Exercise objective: Find every line below with the word "dark" in it, and copy each one.

---*---

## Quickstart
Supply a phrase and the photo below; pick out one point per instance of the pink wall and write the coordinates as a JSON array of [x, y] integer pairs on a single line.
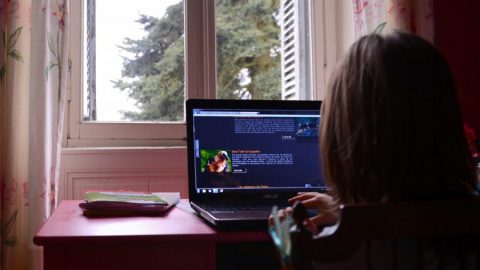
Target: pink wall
[[457, 30]]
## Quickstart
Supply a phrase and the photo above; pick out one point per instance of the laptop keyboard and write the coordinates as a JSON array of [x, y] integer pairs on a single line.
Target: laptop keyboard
[[244, 207]]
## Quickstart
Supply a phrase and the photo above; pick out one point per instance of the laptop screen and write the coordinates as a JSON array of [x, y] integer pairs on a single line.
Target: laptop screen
[[254, 146]]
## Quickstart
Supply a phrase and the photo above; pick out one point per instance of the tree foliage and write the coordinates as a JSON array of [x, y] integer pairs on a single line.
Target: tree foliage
[[248, 58]]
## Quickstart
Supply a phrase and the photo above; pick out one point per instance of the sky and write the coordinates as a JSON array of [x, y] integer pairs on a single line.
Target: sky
[[115, 21]]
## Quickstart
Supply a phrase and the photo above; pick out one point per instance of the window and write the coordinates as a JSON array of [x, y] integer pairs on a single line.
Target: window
[[273, 49]]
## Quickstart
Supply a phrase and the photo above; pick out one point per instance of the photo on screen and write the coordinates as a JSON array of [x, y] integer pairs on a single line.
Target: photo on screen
[[307, 126], [216, 161]]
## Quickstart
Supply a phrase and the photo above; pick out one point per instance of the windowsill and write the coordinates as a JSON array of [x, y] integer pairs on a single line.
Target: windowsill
[[122, 144], [119, 149]]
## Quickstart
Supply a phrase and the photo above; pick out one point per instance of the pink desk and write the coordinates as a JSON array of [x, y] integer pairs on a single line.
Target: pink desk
[[178, 240]]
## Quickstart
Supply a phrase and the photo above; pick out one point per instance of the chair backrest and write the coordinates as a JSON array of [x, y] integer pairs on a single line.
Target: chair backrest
[[437, 223]]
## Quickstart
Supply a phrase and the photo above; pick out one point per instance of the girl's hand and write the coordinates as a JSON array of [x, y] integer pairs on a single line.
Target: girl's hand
[[328, 210]]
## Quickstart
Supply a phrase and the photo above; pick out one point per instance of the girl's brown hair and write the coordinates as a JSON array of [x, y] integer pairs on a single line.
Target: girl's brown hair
[[391, 125]]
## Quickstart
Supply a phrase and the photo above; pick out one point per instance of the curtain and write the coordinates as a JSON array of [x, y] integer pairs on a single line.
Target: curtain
[[383, 16], [33, 73]]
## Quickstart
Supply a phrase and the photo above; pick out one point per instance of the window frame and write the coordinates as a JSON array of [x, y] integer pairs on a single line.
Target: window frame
[[200, 79]]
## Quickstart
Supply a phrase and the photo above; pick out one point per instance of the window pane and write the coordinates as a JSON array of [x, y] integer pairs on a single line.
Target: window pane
[[263, 49], [134, 60]]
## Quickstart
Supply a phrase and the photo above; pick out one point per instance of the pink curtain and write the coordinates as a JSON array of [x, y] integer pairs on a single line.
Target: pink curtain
[[383, 16], [33, 72]]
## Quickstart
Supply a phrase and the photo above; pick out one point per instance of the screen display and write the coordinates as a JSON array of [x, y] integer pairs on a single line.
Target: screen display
[[256, 150]]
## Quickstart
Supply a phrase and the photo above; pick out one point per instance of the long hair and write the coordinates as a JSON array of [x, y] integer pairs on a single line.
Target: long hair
[[391, 125]]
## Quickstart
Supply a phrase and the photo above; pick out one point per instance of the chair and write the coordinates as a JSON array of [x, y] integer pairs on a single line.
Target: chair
[[448, 230]]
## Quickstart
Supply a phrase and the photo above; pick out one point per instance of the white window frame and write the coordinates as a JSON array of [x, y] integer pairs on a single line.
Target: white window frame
[[200, 79]]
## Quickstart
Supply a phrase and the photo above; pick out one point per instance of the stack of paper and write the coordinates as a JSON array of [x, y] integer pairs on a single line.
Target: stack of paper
[[113, 203]]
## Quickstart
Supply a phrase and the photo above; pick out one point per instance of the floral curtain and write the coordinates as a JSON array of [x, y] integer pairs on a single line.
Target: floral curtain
[[33, 72], [383, 16]]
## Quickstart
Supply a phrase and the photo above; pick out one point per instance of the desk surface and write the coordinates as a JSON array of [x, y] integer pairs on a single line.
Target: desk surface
[[68, 225]]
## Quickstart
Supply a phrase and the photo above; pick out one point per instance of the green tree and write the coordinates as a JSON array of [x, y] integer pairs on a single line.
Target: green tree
[[247, 42]]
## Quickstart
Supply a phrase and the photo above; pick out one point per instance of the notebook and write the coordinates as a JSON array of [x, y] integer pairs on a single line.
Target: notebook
[[245, 156]]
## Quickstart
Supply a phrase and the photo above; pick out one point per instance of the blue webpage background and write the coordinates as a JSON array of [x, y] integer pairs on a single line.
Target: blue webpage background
[[218, 133]]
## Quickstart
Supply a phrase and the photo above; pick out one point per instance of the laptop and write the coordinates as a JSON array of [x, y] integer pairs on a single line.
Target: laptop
[[245, 156]]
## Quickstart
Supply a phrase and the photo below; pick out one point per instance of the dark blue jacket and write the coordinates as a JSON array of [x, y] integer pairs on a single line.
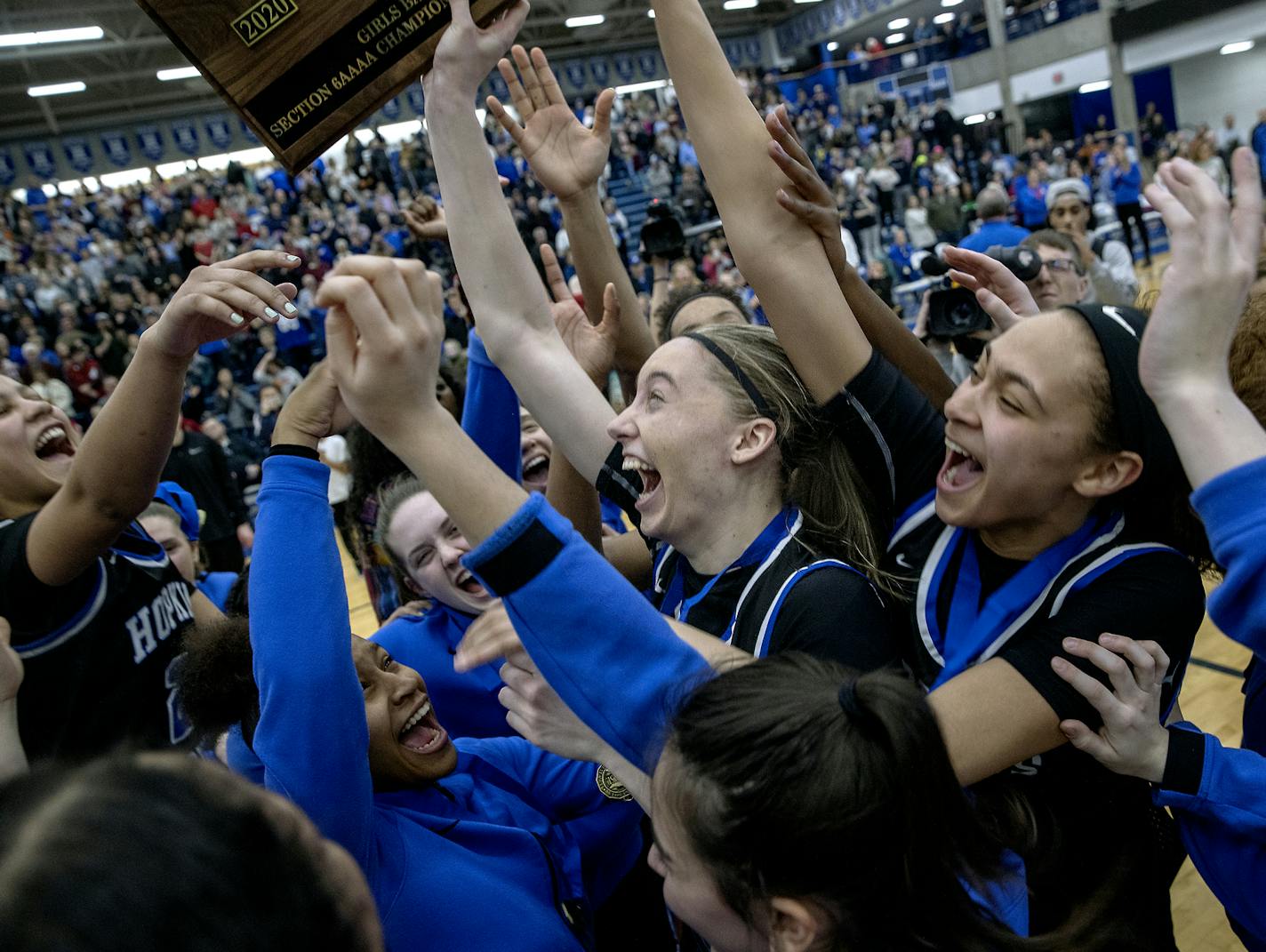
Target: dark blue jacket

---*---

Answer box:
Supply a phrase and the photo below; pick out one point per instance of the dark blue jacket and write the coordinates as a JSON array of [x, y] integer pairs on a single line.
Target: dark blue jacket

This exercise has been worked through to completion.